> _TASK DIRECTIONS_:
In the records below, pick out all lines containing the word "sample".

DATASET section start

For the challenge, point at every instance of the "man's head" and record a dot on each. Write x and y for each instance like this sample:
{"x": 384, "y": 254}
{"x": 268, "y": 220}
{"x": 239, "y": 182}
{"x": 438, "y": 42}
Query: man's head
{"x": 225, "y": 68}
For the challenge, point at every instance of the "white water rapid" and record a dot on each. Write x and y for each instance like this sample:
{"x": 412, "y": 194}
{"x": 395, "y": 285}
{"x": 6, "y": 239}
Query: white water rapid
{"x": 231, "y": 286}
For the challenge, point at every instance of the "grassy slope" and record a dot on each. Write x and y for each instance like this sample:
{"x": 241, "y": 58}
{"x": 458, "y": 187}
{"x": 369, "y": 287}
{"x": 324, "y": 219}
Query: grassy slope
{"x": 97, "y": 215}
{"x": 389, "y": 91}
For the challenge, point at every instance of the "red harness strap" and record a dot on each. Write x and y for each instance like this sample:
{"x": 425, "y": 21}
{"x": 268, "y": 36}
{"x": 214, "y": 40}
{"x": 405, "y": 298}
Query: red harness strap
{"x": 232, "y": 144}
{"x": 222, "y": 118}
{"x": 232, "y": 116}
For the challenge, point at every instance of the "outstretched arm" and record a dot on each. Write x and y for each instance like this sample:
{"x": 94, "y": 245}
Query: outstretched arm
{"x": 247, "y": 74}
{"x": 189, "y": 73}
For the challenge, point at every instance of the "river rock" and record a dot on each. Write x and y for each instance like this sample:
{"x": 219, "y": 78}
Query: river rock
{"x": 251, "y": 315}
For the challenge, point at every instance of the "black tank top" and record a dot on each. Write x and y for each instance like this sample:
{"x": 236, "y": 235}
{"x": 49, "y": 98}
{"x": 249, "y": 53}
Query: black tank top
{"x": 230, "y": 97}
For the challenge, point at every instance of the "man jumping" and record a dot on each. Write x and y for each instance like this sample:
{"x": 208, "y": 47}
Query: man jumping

DATASET section end

> _SOLUTION BELOW_:
For the challenge, point at every instance of the "man's head" and record a dot on each. Write x and y for each instance like this sample:
For the challenge, point at every instance of the "white water rapid" and record a dot on each. Write x and y for each instance like this sample:
For the challenge, point at every instance of the "grassy slope" and record a dot on each. Write x and y for each instance like this sample:
For the challenge, point at every instance of the "red harness strap" and record a dot on each. Write x and y for each instance like this sample:
For the challenge, point at every instance of the "outstretched arm" and record a dot on each. Write x and y for each instance like this sample:
For the challenge, point at every instance of the "river rock" and record a dot on each. Write x and y for each instance like this sample:
For the challenge, point at every instance of the "black tank top" and record a dot on each. Write x and y for each instance like this sample:
For the challenge, point at every instance of the "man jumping" and record a dot on each. Write x and y for each instance like this sample:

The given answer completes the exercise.